- What needs to be done:
Rewrite the part of the records that opens with the line containing "Find the white apartment" and closes with the line containing "<point>200,284</point>", replacing "apartment building" with "apartment block" and leaving everything else unchanged.

-- Start of Extracted information --

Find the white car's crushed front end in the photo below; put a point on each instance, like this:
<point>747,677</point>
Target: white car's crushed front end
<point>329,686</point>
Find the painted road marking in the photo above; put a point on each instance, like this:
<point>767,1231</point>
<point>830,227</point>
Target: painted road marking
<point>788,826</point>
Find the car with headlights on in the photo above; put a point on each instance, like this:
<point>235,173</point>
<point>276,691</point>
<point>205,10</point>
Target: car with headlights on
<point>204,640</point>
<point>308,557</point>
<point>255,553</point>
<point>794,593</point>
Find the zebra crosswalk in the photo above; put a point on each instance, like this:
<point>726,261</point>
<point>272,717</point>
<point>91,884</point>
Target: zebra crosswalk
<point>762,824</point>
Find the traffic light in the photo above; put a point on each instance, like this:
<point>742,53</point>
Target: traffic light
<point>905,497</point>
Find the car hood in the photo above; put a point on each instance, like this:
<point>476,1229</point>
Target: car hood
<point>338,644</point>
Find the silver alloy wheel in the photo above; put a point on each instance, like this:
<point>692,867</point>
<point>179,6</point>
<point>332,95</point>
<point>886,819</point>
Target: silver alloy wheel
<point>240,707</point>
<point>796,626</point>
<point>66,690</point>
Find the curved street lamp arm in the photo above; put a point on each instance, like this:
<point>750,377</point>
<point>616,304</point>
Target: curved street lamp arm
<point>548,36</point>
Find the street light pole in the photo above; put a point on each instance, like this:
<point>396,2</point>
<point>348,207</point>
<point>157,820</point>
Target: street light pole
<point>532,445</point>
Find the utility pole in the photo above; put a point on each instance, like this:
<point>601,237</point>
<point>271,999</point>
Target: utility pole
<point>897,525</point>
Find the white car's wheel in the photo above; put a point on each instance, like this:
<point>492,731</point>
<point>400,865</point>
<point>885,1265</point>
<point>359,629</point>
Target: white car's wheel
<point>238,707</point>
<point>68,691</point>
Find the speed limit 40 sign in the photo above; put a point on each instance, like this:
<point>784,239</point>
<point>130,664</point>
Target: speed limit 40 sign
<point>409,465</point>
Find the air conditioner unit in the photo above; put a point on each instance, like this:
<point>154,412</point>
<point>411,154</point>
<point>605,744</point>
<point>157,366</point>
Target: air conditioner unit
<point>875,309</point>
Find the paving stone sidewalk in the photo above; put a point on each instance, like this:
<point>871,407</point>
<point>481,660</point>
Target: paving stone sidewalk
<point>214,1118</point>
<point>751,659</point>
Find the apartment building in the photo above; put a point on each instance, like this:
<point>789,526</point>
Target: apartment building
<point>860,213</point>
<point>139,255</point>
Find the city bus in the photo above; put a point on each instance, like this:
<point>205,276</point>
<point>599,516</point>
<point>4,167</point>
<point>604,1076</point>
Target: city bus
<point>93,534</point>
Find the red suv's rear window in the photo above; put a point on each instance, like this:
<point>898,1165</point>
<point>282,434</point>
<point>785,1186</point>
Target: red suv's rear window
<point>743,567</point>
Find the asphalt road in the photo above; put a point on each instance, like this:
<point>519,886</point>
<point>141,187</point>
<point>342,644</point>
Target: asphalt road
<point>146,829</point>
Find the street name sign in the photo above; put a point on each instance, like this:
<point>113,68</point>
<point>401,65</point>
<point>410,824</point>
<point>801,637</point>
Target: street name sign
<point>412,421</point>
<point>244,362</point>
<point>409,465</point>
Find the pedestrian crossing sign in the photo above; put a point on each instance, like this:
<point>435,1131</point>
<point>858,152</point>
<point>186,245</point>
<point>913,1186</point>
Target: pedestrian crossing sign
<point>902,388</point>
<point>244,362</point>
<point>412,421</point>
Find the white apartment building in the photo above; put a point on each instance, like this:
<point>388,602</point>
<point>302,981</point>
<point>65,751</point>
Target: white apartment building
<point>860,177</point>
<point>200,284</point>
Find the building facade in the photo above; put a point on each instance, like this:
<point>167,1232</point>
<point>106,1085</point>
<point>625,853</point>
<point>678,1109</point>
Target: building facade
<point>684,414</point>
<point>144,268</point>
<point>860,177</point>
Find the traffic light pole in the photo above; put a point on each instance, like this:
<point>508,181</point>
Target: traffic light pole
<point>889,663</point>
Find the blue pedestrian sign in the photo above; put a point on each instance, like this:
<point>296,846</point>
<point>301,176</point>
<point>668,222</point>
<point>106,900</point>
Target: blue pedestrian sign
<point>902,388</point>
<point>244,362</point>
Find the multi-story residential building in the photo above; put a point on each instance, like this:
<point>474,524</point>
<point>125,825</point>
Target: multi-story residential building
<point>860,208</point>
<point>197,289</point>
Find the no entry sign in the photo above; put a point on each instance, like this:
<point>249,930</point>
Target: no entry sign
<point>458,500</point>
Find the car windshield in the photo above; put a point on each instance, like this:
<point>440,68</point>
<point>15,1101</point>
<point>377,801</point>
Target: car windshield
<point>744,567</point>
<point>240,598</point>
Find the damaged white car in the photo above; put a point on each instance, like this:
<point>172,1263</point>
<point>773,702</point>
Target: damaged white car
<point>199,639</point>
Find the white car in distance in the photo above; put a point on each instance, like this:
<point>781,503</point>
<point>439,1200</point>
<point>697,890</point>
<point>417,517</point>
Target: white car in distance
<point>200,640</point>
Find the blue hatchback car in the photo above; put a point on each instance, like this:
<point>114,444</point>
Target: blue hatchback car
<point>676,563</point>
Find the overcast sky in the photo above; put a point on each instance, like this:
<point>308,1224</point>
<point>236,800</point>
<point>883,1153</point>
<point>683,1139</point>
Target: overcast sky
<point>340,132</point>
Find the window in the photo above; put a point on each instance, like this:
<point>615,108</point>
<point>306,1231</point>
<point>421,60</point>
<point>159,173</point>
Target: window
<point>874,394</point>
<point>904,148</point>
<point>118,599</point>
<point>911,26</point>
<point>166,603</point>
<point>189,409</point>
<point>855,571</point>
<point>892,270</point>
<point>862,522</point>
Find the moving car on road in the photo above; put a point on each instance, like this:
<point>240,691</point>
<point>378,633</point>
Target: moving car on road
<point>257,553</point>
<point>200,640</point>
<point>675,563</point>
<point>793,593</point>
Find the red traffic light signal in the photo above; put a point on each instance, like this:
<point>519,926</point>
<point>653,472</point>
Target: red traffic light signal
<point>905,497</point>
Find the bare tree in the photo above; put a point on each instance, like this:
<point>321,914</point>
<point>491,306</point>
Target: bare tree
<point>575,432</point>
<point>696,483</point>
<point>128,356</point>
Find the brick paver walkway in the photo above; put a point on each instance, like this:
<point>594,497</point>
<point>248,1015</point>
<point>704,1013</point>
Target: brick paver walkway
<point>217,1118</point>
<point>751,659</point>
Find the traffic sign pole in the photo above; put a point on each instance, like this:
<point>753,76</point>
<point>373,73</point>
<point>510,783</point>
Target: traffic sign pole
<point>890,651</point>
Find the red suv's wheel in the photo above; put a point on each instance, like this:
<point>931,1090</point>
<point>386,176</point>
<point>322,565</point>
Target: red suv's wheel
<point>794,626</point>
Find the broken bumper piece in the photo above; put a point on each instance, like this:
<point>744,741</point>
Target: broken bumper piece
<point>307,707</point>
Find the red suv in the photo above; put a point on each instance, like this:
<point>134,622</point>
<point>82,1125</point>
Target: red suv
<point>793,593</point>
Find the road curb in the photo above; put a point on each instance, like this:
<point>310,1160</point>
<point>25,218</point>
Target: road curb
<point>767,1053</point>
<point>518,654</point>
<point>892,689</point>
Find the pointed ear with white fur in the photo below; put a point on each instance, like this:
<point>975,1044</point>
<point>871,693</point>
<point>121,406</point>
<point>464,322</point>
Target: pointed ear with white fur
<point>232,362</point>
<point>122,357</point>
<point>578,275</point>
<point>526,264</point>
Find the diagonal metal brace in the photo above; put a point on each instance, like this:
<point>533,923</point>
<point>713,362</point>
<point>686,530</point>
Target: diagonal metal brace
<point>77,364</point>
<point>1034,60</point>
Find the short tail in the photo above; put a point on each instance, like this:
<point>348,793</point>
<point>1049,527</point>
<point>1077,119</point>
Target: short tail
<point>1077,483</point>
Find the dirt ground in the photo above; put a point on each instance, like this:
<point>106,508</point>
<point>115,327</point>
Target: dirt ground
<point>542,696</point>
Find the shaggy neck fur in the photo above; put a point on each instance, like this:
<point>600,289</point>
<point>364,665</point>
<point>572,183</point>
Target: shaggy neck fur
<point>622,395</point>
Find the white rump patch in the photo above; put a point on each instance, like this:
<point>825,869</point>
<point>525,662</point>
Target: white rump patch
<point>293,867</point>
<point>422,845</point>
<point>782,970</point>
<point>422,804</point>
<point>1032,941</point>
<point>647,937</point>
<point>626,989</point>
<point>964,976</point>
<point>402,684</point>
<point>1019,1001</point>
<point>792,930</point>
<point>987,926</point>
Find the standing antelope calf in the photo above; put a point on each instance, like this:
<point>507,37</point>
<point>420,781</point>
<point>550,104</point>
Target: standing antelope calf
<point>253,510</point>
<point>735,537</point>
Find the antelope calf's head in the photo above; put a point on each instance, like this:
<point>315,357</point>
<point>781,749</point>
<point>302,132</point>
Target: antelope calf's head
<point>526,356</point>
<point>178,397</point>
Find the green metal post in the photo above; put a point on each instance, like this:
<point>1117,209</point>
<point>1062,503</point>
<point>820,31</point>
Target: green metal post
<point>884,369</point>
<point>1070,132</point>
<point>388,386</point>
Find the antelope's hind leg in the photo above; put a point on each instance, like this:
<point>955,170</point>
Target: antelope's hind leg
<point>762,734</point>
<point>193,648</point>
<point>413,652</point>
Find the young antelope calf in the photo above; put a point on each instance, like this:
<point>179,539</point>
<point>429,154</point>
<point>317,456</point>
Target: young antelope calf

-- End of Extracted information --

- Task response:
Find the white apartment block in the photo above; put a point on each instance, like this:
<point>388,602</point>
<point>302,981</point>
<point>65,751</point>
Target: white apartment block
<point>860,177</point>
<point>200,284</point>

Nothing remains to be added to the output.